- [Provided passage]
------

How did your work apply to your studies at W&L? My poverty classes with Professor Pickett and Professor Brotzman (POV 101 and POV 102) gave me a social, philosophical, and historical context to poverty that I was able to consider and develop throughout the summer. Professor Hess’s Social Entrepreneurship course (BUS-381) helped me think more critically about the financial and practical operation of a social organization (whether non-profit or for-profit). I had recently finished the Professor Connelly’s Washington Term Program (POL-466) before arriving in New York, and the Madisonian perspective on competing interests followed me to my Shepherd Internship.
What was the most unexpected aspect of your Shepherd Internship experience? Everything I saw and heard in New York! I journaled in the park that was the real-life inspiration for the “valley of ashes” in The Great Gatsby and was a member of the audience for a free live taping of The Daily Show with Trevor Noah. I didn’t quite master the social aloofness of the city (especially coming from W&L), and I had countless conversations with strangers and friends that showed me bits and pieces more of what New York City can be.

------

- [Given information]
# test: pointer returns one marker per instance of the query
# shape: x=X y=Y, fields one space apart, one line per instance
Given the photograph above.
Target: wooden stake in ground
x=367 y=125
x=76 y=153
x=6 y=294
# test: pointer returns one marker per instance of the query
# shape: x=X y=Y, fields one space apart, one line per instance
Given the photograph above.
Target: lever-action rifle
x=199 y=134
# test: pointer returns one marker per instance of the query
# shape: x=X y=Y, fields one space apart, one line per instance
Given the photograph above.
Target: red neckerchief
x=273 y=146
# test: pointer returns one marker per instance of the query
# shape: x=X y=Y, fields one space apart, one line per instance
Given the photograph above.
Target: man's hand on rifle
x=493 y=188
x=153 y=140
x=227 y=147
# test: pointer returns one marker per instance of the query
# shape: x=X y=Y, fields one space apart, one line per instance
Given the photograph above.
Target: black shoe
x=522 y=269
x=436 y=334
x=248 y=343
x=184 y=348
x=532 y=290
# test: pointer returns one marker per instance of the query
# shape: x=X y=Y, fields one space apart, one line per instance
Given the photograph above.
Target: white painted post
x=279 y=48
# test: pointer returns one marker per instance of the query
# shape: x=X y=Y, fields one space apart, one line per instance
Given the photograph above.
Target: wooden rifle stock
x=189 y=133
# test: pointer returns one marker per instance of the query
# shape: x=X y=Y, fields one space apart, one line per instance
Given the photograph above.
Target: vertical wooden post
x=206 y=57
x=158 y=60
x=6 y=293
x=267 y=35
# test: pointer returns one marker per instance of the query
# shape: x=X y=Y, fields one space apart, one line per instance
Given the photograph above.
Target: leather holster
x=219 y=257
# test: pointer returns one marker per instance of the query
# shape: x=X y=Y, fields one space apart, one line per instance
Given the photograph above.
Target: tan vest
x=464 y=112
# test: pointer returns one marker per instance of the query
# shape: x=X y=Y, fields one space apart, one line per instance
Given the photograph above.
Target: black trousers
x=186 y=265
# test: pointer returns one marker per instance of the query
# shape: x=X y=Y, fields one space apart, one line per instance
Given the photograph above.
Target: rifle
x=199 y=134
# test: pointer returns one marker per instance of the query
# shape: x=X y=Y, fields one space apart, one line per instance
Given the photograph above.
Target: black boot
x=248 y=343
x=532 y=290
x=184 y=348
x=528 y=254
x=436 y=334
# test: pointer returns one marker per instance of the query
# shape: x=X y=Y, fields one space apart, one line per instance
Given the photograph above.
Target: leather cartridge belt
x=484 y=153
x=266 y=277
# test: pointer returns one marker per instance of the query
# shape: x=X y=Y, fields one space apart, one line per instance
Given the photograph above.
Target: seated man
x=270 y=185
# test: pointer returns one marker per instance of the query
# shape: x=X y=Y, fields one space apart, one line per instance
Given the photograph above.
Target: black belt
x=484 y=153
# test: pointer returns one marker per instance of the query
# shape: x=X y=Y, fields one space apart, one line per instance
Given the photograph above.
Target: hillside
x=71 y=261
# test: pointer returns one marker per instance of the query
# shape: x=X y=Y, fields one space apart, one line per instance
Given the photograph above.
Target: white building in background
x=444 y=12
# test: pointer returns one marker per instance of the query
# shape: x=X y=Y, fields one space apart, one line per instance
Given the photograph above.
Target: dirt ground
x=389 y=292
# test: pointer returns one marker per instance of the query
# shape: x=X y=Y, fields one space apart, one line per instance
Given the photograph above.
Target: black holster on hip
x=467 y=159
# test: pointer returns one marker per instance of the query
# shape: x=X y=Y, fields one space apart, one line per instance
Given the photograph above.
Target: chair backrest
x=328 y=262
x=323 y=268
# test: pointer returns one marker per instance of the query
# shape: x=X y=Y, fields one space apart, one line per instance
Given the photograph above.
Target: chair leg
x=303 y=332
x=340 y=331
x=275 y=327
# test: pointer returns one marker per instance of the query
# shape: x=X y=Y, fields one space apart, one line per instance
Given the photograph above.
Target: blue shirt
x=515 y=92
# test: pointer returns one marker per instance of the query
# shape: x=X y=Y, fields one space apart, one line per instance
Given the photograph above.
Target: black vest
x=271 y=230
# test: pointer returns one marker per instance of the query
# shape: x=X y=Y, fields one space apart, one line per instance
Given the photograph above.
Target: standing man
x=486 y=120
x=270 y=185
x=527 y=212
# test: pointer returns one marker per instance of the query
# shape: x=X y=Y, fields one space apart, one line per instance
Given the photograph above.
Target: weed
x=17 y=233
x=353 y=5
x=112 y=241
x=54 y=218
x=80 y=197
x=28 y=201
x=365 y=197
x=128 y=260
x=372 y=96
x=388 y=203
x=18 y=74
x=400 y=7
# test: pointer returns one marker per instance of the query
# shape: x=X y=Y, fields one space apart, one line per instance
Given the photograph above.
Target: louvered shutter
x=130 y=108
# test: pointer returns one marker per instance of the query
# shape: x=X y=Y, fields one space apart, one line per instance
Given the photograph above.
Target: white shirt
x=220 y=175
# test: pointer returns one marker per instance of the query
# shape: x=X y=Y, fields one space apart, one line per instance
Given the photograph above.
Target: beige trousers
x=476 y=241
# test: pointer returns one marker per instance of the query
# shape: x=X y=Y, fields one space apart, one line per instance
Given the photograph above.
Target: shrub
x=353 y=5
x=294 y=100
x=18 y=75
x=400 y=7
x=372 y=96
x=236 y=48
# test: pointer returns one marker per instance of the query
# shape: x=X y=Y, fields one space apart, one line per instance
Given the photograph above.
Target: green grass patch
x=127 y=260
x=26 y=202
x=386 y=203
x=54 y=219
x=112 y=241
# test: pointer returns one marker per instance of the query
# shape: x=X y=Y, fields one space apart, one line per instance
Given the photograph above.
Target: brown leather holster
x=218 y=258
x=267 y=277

------

- [Work instructions]
1. Condense the paragraph of the internship reflection that begins "How did your work apply" into a short list that keeps its main facts.
2. Collect every line of the entries that contains the string "trousers", treating uppercase and lowercase letters as different.

- [The solutions]
1.
- POV 101 and POV 102, taught by Professor Pickett and Professor Brotzman, gave the writer a social, philosophical, and historical context for poverty to consider and develop during the summer.
- Professor Hess's Social Entrepreneurship course (BUS-381) helped the writer think more critically about the financial and practical operation of a social organization, whether non-profit or for-profit.
- Professor Connelly's Washington Term Program (POL-466) ended shortly before the writer arrived in New York. Its Madisonian perspective on competing interests carried into the Shepherd Internship.

2.
Target: black trousers
Target: beige trousers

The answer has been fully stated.